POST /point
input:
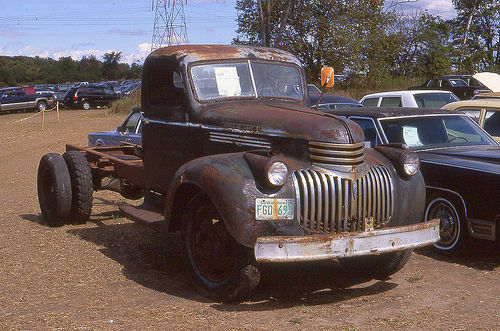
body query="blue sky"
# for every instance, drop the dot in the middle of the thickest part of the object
(58, 28)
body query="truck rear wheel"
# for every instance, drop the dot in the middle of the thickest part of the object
(377, 266)
(81, 184)
(219, 267)
(54, 189)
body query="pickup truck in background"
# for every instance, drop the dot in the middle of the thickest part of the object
(24, 98)
(458, 86)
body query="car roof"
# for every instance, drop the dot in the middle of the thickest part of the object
(473, 103)
(405, 92)
(330, 98)
(383, 112)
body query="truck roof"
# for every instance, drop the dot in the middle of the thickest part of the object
(192, 53)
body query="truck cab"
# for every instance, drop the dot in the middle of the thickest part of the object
(234, 158)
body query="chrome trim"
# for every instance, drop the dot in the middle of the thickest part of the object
(331, 204)
(240, 139)
(459, 166)
(331, 246)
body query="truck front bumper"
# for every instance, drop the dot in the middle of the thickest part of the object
(323, 247)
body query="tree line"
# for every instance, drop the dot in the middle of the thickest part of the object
(24, 70)
(371, 41)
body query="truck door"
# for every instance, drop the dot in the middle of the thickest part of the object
(166, 132)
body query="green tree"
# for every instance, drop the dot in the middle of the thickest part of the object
(476, 34)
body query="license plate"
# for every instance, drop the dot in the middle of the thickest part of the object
(274, 209)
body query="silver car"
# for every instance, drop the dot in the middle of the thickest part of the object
(129, 132)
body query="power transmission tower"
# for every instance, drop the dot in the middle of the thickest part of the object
(170, 24)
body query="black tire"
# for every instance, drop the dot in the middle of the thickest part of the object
(41, 106)
(219, 267)
(451, 227)
(377, 266)
(81, 186)
(54, 189)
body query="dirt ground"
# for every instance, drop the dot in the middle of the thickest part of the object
(111, 274)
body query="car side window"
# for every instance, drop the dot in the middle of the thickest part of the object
(132, 123)
(370, 102)
(391, 102)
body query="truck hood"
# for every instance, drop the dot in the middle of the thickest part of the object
(484, 158)
(284, 119)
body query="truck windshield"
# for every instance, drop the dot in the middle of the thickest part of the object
(246, 80)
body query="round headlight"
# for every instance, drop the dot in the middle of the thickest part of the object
(411, 163)
(277, 173)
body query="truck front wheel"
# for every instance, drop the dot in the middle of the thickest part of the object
(54, 189)
(377, 266)
(219, 267)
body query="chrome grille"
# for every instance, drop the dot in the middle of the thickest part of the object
(331, 204)
(324, 154)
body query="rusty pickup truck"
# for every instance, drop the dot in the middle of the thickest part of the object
(234, 159)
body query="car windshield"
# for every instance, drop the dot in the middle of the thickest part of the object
(426, 132)
(434, 100)
(246, 80)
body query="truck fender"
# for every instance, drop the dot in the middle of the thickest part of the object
(230, 183)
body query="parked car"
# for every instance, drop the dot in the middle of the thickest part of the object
(328, 100)
(458, 86)
(469, 79)
(459, 162)
(411, 98)
(486, 112)
(129, 132)
(24, 98)
(87, 97)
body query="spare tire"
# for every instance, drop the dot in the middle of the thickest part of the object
(82, 186)
(54, 189)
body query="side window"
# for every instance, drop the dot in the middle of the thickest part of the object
(370, 102)
(391, 102)
(369, 130)
(434, 83)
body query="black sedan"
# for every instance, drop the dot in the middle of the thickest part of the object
(129, 132)
(460, 163)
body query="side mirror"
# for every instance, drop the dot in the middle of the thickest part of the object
(327, 77)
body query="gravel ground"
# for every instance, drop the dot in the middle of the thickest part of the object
(111, 274)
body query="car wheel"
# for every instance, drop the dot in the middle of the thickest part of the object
(377, 266)
(450, 226)
(82, 186)
(54, 189)
(219, 267)
(41, 106)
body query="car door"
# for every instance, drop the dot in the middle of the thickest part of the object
(9, 100)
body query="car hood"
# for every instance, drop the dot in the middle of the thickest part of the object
(489, 79)
(476, 157)
(283, 119)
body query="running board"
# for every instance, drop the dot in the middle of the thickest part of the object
(147, 217)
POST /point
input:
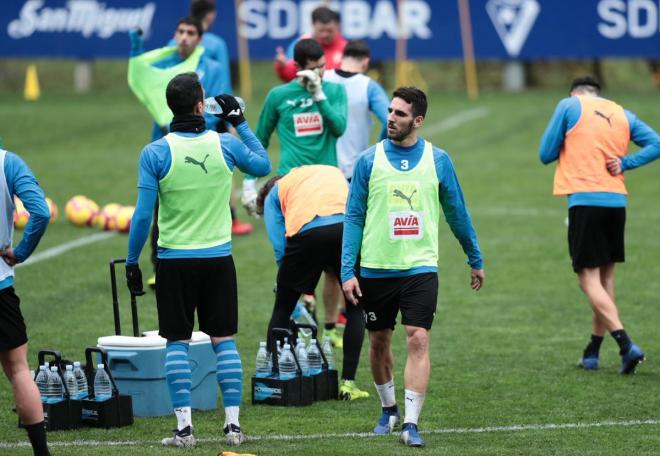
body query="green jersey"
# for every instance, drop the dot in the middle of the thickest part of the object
(308, 130)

TASK GOAL:
Return every line above verbatim, pictures excluded.

ANSWER BELOW:
POST /point
input:
body query="blue sky"
# for every instance, drop the dot in the middle of the thickest part of the object
(58, 28)
body query="truck rear wheel"
# for every instance, drop the dot in the middle of the thickest part of the object
(377, 266)
(81, 184)
(219, 267)
(54, 189)
body query="pickup truck in background"
# for every instance, drop the dot in the middle of the thickest part of the object
(24, 98)
(458, 86)
body query="car roof"
# for every instance, drop the dot in the middle of the thickest part of the object
(473, 103)
(405, 92)
(330, 98)
(383, 112)
body query="truck roof"
# for every instance, drop the dot in the middle of the thickest part of the object
(192, 53)
body query="truck cab"
# for every instance, drop the dot in the middle of the thickest part of the object
(234, 158)
body query="chrome trim"
# for every instance, drop the dot in the middle of the thickest part of the object
(331, 204)
(240, 139)
(459, 166)
(331, 246)
body query="truck front bumper"
# for every instance, drop the dot in the middle of the thickest part of the object
(323, 247)
body query="tree line"
# for every instance, drop the dot in the middle of the thickest part of the object
(24, 70)
(371, 41)
body query="truck door"
# for every instance, drop the dot in the middle of the thickest part of the object
(166, 132)
body query="green tree"
# for every instance, drop the dot in the middle of the thickest part of the object
(476, 34)
body query="license plate"
# for every instance, drop the dot in the middle of the thickest part of the object
(274, 209)
body query="silver car"
# for every instance, drop the dot in the middle of the thickest part of the object
(129, 132)
body query="power transmission tower"
# for every instance, drop the dot in the middle of the thickest part of the object
(170, 24)
body query="black tire"
# for every instance, drop the dot in the middle of the thickest part of the object
(41, 106)
(219, 267)
(451, 227)
(377, 266)
(81, 186)
(54, 189)
body query="dirt ground"
# for every instance, drop the dot in the middle of the thickest part of the object
(111, 274)
body query="car side window"
# for every instance, drop the dot in the middle of the thickest part of the object
(132, 123)
(370, 102)
(391, 102)
body query="truck hood"
# for every instance, drop the dot in the middle of the thickest part of the object
(484, 158)
(284, 119)
body query="truck windshield"
# for every instance, drop the dot in the middle of the thickest part of the object
(246, 80)
body query="round headlight"
# for every instance, drop the dot in the middle of the thickest part of the object
(411, 163)
(277, 173)
body query="truck front wheel"
# for every instance, drop the dot in the middle of the thickest part of the object
(54, 189)
(377, 266)
(219, 267)
body query="chrome grille"
# for every instance, drop the dot in the middle of the thickest part of the object
(331, 204)
(324, 154)
body query="rusty pickup truck"
# for every instance, drop the dot in the middle of the thickest part of the object
(234, 159)
body query="car windshield"
# for every instance, drop the dot in the middle of the thickest part of the object
(426, 132)
(434, 100)
(246, 80)
body query="truck fender"
# for every instance, drop the dot in the middle of the thickest part of the object
(230, 183)
body query="parked car"
# for every instance, drop the dot in the middle of the thickest part of the object
(328, 100)
(458, 86)
(469, 79)
(459, 162)
(411, 98)
(486, 112)
(129, 132)
(24, 98)
(87, 97)
body query="spare tire"
# for every instance, drop the dot in the middle of the thickest part of the object
(82, 186)
(54, 189)
body query="side window"
# for every instance, drop the dot in the middle of the thickest part of the object
(370, 102)
(391, 102)
(369, 130)
(434, 83)
body query="black sedan"
# for every instance, drop the dot in the middle of the thickest part of the object
(129, 132)
(460, 163)
body query="side mirror"
# for every instance, drop the dot in the middle of the thickest part of the object
(327, 77)
body query="gravel ground"
# for every instance, drop the dot in the middle of the thickest part of the object
(111, 274)
body query="car wheel"
# for every instance, drop the dot in the middle of the thickest part of the object
(377, 266)
(450, 226)
(82, 186)
(54, 189)
(219, 267)
(41, 106)
body query="car door"
# for every instance, drop the dot in the middle of the thickest part of the object
(9, 100)
body query="car hood"
# for every instance, drop the dot in the middle of the thickest part of the object
(489, 79)
(476, 157)
(283, 119)
body query="running board"
# for every instance, drop the dot in the middle of the thickest part of the object
(147, 217)
POST /point
input:
body query="green jersey"
# for every instance, drop the dot in the middle of the thickest part of the object
(308, 130)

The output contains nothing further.